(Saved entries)

# # #

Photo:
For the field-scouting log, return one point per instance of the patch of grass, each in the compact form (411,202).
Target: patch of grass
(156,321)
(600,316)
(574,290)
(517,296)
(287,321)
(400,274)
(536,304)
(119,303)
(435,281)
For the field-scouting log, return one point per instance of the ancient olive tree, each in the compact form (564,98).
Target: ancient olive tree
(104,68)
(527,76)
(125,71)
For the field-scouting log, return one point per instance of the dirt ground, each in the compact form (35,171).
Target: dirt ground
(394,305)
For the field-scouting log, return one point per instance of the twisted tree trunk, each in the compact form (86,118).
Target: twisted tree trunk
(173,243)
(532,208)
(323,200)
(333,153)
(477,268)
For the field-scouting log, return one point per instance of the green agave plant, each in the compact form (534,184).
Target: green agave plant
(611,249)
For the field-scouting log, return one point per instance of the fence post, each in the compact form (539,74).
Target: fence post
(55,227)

# # #

[What is expected] What you return should be the lines from the start of the data through the line with "compact form (35,171).", quoted exactly and nothing more.

[Reply]
Photo:
For the field-scouting log, return one point per instance of the patch of grass, each in the compact form (411,202).
Target: patch of grass
(156,321)
(600,316)
(574,290)
(517,296)
(287,321)
(400,274)
(536,304)
(119,303)
(435,281)
For the field-scouting log, return one point per instance of the ancient olive tree, each in the compact form (564,98).
Target: ancient olive tree
(104,68)
(527,76)
(125,71)
For the field-scouting log, return one point per instance of the dirt ground, each in the compact form (35,171).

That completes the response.